▸ **Task item**
When you reach the records, transcribe all of them exactly.

▸ **Dataset excerpts**
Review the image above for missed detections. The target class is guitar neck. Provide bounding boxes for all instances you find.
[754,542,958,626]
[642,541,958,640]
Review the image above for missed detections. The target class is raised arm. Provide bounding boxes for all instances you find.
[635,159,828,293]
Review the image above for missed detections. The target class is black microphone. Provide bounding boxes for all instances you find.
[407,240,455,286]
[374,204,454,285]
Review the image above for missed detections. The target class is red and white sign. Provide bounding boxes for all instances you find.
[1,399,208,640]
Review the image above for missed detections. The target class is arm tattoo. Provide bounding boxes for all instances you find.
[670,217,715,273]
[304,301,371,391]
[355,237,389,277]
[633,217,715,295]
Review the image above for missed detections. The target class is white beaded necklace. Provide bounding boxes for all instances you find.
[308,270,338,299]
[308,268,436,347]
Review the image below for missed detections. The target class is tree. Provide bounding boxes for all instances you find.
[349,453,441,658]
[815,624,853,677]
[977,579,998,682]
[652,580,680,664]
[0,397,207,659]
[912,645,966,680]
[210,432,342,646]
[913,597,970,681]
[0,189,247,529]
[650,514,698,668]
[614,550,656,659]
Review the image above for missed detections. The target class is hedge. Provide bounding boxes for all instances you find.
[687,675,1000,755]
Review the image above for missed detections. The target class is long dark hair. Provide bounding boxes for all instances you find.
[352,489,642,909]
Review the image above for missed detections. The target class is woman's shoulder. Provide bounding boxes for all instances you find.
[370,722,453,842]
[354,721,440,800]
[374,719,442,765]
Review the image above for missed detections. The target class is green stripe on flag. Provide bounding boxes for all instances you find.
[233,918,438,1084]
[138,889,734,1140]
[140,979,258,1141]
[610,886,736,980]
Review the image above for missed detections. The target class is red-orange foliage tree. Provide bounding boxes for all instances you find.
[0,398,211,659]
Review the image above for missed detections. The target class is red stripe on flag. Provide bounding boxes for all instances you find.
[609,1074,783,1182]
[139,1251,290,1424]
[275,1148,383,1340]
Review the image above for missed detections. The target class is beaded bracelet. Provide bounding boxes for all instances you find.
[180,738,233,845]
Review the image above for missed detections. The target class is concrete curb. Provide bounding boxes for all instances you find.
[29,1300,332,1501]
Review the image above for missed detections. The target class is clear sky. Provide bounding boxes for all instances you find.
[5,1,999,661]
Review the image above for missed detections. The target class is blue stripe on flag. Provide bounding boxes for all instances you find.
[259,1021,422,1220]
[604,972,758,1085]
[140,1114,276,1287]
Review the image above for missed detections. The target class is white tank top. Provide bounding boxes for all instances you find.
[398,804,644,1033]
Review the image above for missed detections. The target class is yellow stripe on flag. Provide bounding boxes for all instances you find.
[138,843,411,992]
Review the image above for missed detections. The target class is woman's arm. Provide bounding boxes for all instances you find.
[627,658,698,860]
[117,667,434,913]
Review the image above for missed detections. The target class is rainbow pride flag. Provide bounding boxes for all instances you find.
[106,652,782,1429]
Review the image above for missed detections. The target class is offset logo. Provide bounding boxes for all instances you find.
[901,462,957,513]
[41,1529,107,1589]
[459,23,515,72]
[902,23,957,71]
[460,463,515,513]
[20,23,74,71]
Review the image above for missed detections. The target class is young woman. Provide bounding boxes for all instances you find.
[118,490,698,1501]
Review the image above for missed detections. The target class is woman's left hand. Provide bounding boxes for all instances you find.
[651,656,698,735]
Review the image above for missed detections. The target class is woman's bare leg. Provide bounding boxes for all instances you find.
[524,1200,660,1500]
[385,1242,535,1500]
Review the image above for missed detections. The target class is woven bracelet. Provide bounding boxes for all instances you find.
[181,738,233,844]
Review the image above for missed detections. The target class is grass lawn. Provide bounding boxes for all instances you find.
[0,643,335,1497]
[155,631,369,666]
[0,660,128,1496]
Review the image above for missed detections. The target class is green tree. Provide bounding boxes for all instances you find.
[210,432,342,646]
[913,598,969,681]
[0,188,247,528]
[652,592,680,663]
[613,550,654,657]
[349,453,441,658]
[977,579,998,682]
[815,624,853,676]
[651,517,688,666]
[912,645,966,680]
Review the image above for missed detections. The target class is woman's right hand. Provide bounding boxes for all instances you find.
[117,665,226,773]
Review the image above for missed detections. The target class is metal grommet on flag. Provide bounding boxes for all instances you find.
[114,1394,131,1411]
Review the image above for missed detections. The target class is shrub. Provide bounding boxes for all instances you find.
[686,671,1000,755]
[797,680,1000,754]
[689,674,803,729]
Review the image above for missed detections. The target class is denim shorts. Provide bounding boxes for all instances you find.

▸ **Output below**
Review the image above for missed detections. The target class is guitar neck. Provide bounding boxes for all instances you find.
[754,542,958,626]
[642,541,958,640]
Review the image above for missed detections. The target class is raised arm. Provide bounding boxes for all instances you find.
[635,159,828,293]
Review the image above for missed detections. The target class is black microphone. Provide bounding boxes for all instances you find.
[407,240,455,286]
[374,204,454,285]
Review the image above for missed detections. The target class is red and white sign. Provide bounding boxes for all instances you find.
[1,399,208,640]
Review the image above for missed detections. The target class is arm tattoo. Provide bounding boxes for all instances you find.
[670,217,715,273]
[304,301,371,391]
[355,237,389,277]
[633,217,715,295]
Review the image above for missed detections. The target class is white beaded necklace. Provide bounding boxes for all instances you find.
[308,270,338,299]
[308,268,436,347]
Review the image below for missed detections. The target class is tree. Provide bounding boxes for all instances you find.
[349,453,441,658]
[815,624,853,677]
[977,579,998,682]
[652,580,680,664]
[0,397,207,659]
[912,645,966,680]
[210,432,342,646]
[913,597,970,681]
[0,189,247,529]
[650,514,698,668]
[614,550,656,659]
Review the image above for missed detections. The target class is hedge. Provide bounding boxes for all instances you find.
[687,675,1000,755]
Review the image above for missed detections. The target class is long dark hair. Provide bounding boxes for all instances you find.
[352,489,642,909]
Review the image above for missed detections. The target class is woman's shoulder. Provide bounding boxes for all instances you find.
[370,722,453,842]
[354,721,440,800]
[374,719,442,765]
Review the image above for missed detections. The target class is green stripe on flag. Provide bounding boxes for all instances you find.
[233,918,438,1084]
[138,889,734,1140]
[140,979,258,1141]
[610,886,736,980]
Review the image above for missed detections. The target class is red-orange foliage tree. Provide bounding boxes for all instances you find.
[0,398,211,659]
Review the image above for missed detections. The target class is red stripe on flag. Provide bounding boxes for all instances you find.
[609,1074,783,1182]
[139,1251,290,1424]
[275,1148,383,1340]
Review the image above for missed detections. The target class is beaded bracelet. Provide bounding boxes for all instances you find.
[180,738,233,845]
Review the image above for missed detections. The target class is concrete curb. Provide bounding boxes for all instances you find.
[29,1300,332,1501]
Review the image above for missed detections. The target class is clear sky. Provide bounding boxes for all instances you find.
[5,1,999,661]
Review the image above for missed detections. The target class is blue stripe on flag. Provide bounding boxes for all instances you find.
[259,1021,422,1220]
[604,972,758,1085]
[140,1114,276,1287]
Review the image above for missed detections. The target class is white tank top. Provide bounding boxes for all instances you find.
[398,804,644,1033]
Review the image above for missed detections. The target class is yellow stripe on flag. Provide bounding boxes for all instances you find.
[138,843,411,992]
Review the image above for missed detections. The target class is woman's arm. Provide bounding boxes for all instances you find.
[627,658,698,860]
[117,667,434,913]
Review the image above for missed detections. The target class is rainbow pride flag. Provide bounding boxes for all instances you find.
[106,652,782,1429]
Review the image above for missed detections. The target class is offset logo. Provide bounding boxes for all instances you find.
[901,462,957,513]
[41,1529,107,1589]
[459,23,515,72]
[902,23,957,71]
[460,463,515,513]
[20,23,74,71]
Review the image above for missed detections. The target class is young woman. Provide bounding boxes for all instances you find.
[118,490,698,1501]
Review the image above for missed detections. The target class is woman's left hand. Provide bounding boxes for all instances you find.
[651,656,698,735]
Review the image above for missed detections. The target class is woman's bare leg. Provide bounding boxes for all instances you find.
[524,1200,660,1500]
[385,1242,535,1500]
Review the image above for missed detections. The target class is woven bracelet. Provide bounding boxes for all instances you find.
[181,738,233,844]
Review the image above for missed detections. The target class is grass lawn. Provide bounding boxes for all instances you find.
[0,643,335,1497]
[155,631,369,666]
[0,660,128,1496]
Review the image above for missed detections. The target class is green tree. Provide bounding boxes for all instances you find.
[210,432,342,646]
[913,598,969,681]
[0,188,247,528]
[652,592,680,663]
[613,550,654,657]
[349,453,441,658]
[977,579,998,682]
[815,624,853,676]
[651,517,688,666]
[912,645,966,680]
Review the image above for missed detections. The target class is woman's right hand. Provide bounding boxes for all instances you find.
[117,665,226,773]
Review the image above for missed detections. The target class is metal grommet on flag. Provide bounding boxes for all instances you find.
[114,1394,131,1411]
Review the image above for missed detections. The target class is shrub. Provide bounding boxes for all instances you find.
[686,671,1000,755]
[797,680,1000,754]
[689,674,803,729]
Review the image above for missed detections. The target class is denim shorts. Provide bounding boxes for all instances you find.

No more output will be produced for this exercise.